▶ [Passage to read]
========================================
IT was the most concerning moment of what was an otherwise uneventful friendly match against Luxembourg for Scotland head coach Steve Clarke.

But at the same time it was the most uplifting.

When Olivier Thill barged cynically into the back of Billy Gilmour in the second-half of the match in the Josy Barthel Stadium yesterday it was immediately obvious to anyone looking on that the midfielder was hurt.

The Chelsea player, who had celebrated with his team mates in Porto eight days earlier after the Stamford Bridge club had lifted the Champions League, required several minutes of treatment from medical staff and eventually had to leave the field as a precaution.

Clarke was, having been impressed by the contribution the gifted teenager had made after replacing Callum McGregor in the centre of the park, understandably worried.

Still, the response of his charges to the challenge – they reacted furiously, stepped in to ensure that Gilmour was alright, surrounded Thill to make their displeasure known and remonstrated with the match official in numbers – was pleasing.

It showed the former Chelsea and Scotland left back that his men, even the ones who had only joined up with his squad for the first time 10 days earlier when they flew out of Glasgow for a warm weather training camp in Spain, had developed a close bond and were prepared to fight for one another.

With the opening Euro 2020 match against the Czech Republic looming at Hampden just eight days away, the it suggested to Clarke that they were ready to go into battle.

“It is one of these things that happens in football,” he said. “The reaction of the players around it was good. They offered a bit of protection and showed we’re together.”

Clarke, who hails from Salcoats, quipped that Gilmour, who comes from nearby Ardrossan, was a tough lad because the area he group up in. But his players clearly have that quality in abundance. It augurs well for the forthcoming fortnight. 

That Scotland only beat a Luxembourg side which had been reduced to 10 men in the first-half - Vahid Selimovic was ordered off for a tug on Lyndon Dykes as the forward bore down on goal - by a single Che Adams goal was far from impressive.

An emphatic victory would have lifted the spirits and raised the hopes of a nation ahead of the Group D matches against the Czech Republic, England and Croatia.

Still, the former Newcastle United, Chelsea and Liverpool assistant was pleased with much of what he had witnessed during the 90 minutes and the mindset of his players ahead of their first appearance in the finals of a major tournament since France ’98. 

Clarke added: “We had lots of chances. (Lyndon) Dykes is in there disappointed that he didn’t get the match ball to be honest with you. He had so many chances. Che (Adams) had a few as well.

“But it was nice to work with the two strikers as I wanted to have a look at them in one of the two games so it was nice to have a look at them.

“I wanted to have a look at the midfield tonight with John McGinn and Scott McTominay available to play so that was interesting to see as well. Obviously there were some minutes and more game time for some of the players who required it as well.
========================================
▶ [Recorded data]
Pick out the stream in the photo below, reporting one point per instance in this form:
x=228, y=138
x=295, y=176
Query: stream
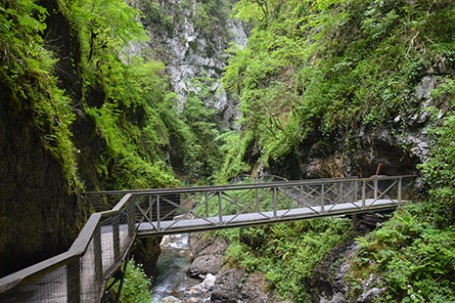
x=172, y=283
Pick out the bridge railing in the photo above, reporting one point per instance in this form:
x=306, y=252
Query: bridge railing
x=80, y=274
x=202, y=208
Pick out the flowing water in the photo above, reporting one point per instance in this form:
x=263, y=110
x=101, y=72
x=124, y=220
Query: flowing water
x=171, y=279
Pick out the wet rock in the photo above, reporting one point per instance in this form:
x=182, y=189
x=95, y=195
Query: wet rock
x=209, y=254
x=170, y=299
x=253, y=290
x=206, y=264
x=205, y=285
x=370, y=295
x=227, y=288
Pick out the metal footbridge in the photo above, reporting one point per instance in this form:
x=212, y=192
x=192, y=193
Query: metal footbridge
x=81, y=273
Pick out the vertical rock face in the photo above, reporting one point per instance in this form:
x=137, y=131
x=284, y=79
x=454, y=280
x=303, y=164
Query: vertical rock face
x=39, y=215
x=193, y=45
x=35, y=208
========================================
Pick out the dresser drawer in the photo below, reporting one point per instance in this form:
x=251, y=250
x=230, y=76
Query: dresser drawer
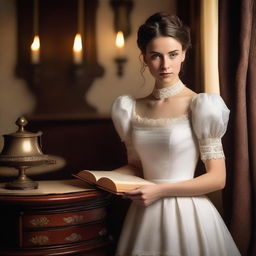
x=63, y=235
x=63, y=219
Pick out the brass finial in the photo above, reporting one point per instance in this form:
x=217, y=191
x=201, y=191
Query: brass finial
========================================
▶ [Parts of the exercise]
**1)** According to the Scotland match report, which player scored the only goal against Luxembourg?
**2)** Write a continuation of the Scotland match report that picks up after its final paragraph.

▶ [Numbered responses]
**1)** Che Adams

**2)**
“The young boys who have come in have all done well. They have taken part in the group, they have taken part in the training, they have made contributions, they have got their caps now. They have all come into the group and put a bit more pressure on the senior ones that are there.”

Clarke had started with Liam Cooper and Jack Hendry alongside Kieran Tierney in his three man defence in the friendly against the Netherlands in Portugal last Wednesday and yesterday he gave Declan Gallagher and Grant Hanley the opportunity to show him what they offered.

The centre backs displays will have given him food for thought. As, for that matter, will Scott McKenna, who came on in the second-half. But the manager believes he has intense competition in every position.

“I have selection headaches all over the pitch,” he said. “The boys that played midfield the other night against Holland were really good, I enjoyed that midfield three, I enjoyed the way they played. We had a different midfield tonight.

“Listen, I have headaches all over the pitch, I said last week that I wanted headaches – everyone fighting, everyone with a viable chance of being involved in the three games. That’s what we need, everyone ready.

“You never know what will happen now, like the little scare with Covid, pick up a couple of injuries in certain positions, everyone has to be ready. You saw tonight, when they come in they know what they are doing. That’s really important.”

Clarke handed Nathan Patterson, who had missed the match with the Dutch as a result of the positive coronavirus test that John Fleck had returned in Spain, his Scotland debut and feels even the Rangers right, who came on for Stephen O’Donnell of Motherwell, has a chance.  

“They have all given me something to think about,” he said. “It was good to get Nathan on the pitch. He has trained well and he deserves his first cap – I am sure it is the first of many.”

Members of the Tartan Army will be hoping the Luxembourg triumph is the first of many that Scotland record this month – and the national team can progress to the knockout rounds of a major tournament for the first time in their history as a result.

Andy Robertson and his team mates will have to do far better in attack than they did yesterday, but there is much for his compatriots to be optimistic about following an encouraging preparation for the Euro 2020 finals.